## Text segment

LUIS FERNANDO GÓMEZ-STERN AND IGNACIO MEDINA
Rafael Manzano Prize 2013

Ignacio de Medina and Fernandez de Cordoba, Duke of Segorbe, and the architect Luis Fernando Gomez-Stern were the Laureates of this Prize in 2013 for their restoration works in the huge complex of domestic buildings known today as Casas de la Judería, in Seville.

VIDEO on Luis Fernando Gómez-Stern and Ignacio Medina and the Casas de la Judería Complex in Seville

Video made by Irene Pérez-Porro Stillman presenting the work for which Ignacio de Medina and Luis Fernando Gomez-Stern have been awarded the Rafael Manzano Prize 2013.

Biography

Luis Fernando Gómez-Stern

Luis Fernando Gómez-Stern was born in Seville in 1942. He is an architect and descendant of a long line of professionals in architecture and construction. Graduating from the Seville School of Architecture, he soon began to work in the Otaisa group (Technical Offices of Architecture and Engineering S.A.), where he would quickly occupy the position of Chief Executive Officer and then President until very recently. His work as an architect has always developed in the freelance field, obtaining important commissions for projects through public competition. In the academic year of 1972-1973 he was professor in charge of the School of Architecture of Seville but chose not to continue this teaching career because he considered it incompatible with his extensive professional activity. His concept of architecture combines modernity and concern for the traditions and architectural culture of its historic city. In this sense, he inherited and maintained the vision of his father, the architect Luís Gómez Estern, a prominent scholar of traditional architecture in Seville.

## Supplied information
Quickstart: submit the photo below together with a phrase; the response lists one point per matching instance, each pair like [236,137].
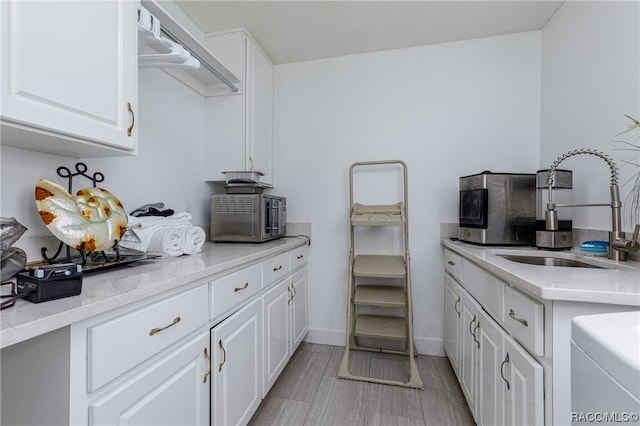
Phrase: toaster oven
[253,218]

## Given request A
Please reproduce a passage of the prize text, beginning at the words "Ignacio de Medina and" and stopping after "Judería, in Seville.".
## Given request B
Pick up the prize text after its last sentence and carry it forward.
The lines are separate material and have nothing to do with the prize text.

## Output A
Ignacio de Medina and Fernandez de Cordoba, Duke of Segorbe, and the architect Luis Fernando Gomez-Stern were the Laureates of this Prize in 2013 for their restoration works in the huge complex of domestic buildings known today as Casas de la Judería, in Seville.

## Output B
Ignacio Medina

Ignacio Medina and Fernández of Córdoba was also born in Seville, in 1947. He is the XX Duke of Segorbe and the President of the Fundación Casa de Medinaceli, who runs the restored Casa de Pilatos in Seville. Member of several international institutions of the first order, Ignacio Medina also devotes his efforts to his work as a member of the council of the San Francisco Fine Arts Museum, on the Board of the Fundación Mapfre-Estudios, the Instituto de Estudios Iberoamericanos de Argentina, the international council of Venetian Heritage, la Real Fundación de Toledo, the Advisory Board of the Hispanic Society of America, and is vice president of the Save Europe Heritage Defense Association, among other diverse positions and occupations. He is an Academic Correspondent for the Real Academia de la Historia and an Academic of the Real Academia Sevillana de Buenas Letras. As the manager of a vast family legacy, Ignacio Medina has been a strong supporter of historical heritage, especially when the bulldozers destroyed a large part of Seville during the 70s and 80s. He has designed and promoted numerous restorations in various Spanish locations throughout the year, alongside which he has been forming an excellent team of craftsmen specialized in these type of interventions (stonemasons, carpenters, masons, etc.).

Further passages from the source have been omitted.